## BEGIN
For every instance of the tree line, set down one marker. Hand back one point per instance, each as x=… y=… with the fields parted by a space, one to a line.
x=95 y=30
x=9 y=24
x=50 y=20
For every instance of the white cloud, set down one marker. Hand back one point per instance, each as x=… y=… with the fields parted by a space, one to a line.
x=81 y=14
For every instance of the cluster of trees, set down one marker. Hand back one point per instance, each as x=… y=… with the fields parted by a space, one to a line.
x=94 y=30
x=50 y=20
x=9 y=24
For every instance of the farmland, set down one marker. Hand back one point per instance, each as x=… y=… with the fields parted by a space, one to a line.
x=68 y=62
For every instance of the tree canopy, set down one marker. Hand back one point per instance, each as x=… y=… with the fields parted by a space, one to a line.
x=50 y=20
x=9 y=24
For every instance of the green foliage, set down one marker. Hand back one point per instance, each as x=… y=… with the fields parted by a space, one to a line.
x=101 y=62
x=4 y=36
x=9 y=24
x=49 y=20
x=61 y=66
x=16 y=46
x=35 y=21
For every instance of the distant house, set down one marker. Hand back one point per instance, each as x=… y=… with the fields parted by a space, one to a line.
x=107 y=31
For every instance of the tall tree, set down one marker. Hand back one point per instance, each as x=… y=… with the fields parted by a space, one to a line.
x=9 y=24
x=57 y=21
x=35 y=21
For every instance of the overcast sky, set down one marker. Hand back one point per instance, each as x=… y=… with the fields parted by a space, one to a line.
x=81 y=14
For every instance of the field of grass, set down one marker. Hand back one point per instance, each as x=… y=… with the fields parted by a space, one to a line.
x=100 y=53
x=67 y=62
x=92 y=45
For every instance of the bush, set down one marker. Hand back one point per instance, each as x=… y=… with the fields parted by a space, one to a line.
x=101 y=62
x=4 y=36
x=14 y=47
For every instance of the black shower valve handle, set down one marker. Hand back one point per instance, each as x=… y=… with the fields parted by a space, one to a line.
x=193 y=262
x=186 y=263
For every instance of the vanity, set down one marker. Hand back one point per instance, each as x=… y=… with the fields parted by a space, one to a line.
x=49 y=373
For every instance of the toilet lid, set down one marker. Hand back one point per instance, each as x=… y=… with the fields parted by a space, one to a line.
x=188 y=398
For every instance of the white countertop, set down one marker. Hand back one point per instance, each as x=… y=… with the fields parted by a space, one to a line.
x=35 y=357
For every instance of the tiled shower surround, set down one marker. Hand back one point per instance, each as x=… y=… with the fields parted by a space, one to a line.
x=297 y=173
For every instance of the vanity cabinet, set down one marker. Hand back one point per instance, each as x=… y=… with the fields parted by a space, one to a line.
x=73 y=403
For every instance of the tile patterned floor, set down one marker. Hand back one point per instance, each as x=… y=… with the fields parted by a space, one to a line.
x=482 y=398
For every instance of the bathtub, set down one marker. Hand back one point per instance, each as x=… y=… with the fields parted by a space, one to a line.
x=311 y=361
## END
Write the lines out verbatim, from the one with "For every instance of the vanity, set" through the last line of the entries, and stop there.

For every instance of the vanity, set down one marker. Hand back one point per instance, each as x=… y=… with the fields parted by a space, one to a line.
x=49 y=373
For every instance of the toilet lid, set down one marker. Hand back one point per instance, each as x=… y=… with the fields parted by a space, one to a line.
x=188 y=398
For every instance of the white countertop, set down one marker. Hand back one point per instance, each as x=… y=… with the fields parted by a space, one to a line.
x=35 y=357
For every instance of the tiled shower surround, set down one marker. Hand back one point per instance, each as x=… y=… with the fields parted by a space, one to a line.
x=297 y=173
For every instance of the vanity cabinet, set down one marker. Hand back one point per instance, each as x=… y=… with the fields parted by a space, one to a line.
x=73 y=403
For every instance of the tile patterned floor, set down one marker. Hand back one point per instance, each as x=… y=… with the fields parted by a space, one to a line.
x=482 y=398
For every instance of the bathtub, set down one marker. Hand back one point per instance, each as x=… y=… with the fields parted by a space, one to a line.
x=311 y=361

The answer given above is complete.